Extract every line of the records below that contains the word "handled", copying each one in full.

== EXTRACTED MATERIAL ==

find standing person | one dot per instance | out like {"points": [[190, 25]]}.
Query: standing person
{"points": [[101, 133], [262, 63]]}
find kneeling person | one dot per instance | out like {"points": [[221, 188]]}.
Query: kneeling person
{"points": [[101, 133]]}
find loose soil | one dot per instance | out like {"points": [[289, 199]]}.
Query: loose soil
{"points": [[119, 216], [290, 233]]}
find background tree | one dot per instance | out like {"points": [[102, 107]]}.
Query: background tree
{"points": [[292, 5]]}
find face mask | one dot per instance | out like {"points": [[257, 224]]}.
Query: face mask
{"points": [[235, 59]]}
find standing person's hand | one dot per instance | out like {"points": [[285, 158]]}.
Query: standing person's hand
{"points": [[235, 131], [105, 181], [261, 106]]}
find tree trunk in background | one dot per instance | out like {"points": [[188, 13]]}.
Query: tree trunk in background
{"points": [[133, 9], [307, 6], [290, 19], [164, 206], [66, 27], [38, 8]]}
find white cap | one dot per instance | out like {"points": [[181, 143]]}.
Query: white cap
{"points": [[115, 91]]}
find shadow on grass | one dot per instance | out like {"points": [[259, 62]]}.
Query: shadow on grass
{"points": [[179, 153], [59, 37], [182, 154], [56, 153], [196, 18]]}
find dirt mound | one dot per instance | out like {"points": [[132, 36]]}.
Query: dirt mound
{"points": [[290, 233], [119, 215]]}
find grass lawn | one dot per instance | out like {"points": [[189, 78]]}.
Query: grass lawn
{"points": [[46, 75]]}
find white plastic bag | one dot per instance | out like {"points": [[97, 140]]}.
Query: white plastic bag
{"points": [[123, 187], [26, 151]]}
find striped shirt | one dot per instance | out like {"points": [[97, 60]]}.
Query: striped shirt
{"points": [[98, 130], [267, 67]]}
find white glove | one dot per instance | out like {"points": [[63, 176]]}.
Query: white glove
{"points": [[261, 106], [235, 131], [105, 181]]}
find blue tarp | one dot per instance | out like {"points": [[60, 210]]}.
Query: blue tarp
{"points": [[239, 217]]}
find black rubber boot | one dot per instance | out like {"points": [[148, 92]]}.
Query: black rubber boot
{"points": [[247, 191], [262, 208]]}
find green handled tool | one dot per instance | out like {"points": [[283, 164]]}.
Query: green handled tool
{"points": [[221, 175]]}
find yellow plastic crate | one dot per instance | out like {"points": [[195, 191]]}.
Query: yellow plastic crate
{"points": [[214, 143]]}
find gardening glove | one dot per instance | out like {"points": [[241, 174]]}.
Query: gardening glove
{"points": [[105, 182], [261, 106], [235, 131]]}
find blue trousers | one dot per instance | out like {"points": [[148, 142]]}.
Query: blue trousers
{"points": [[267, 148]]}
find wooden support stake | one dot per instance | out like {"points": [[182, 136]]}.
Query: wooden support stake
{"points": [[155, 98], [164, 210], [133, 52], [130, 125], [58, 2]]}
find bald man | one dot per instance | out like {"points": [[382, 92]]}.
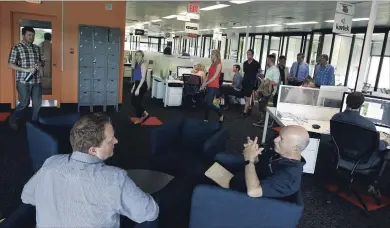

===

▶ _RESULT FOR THIS EXERCISE_
find green handled tool | one dot per instance | out like {"points": [[283, 164]]}.
Query: green handled tool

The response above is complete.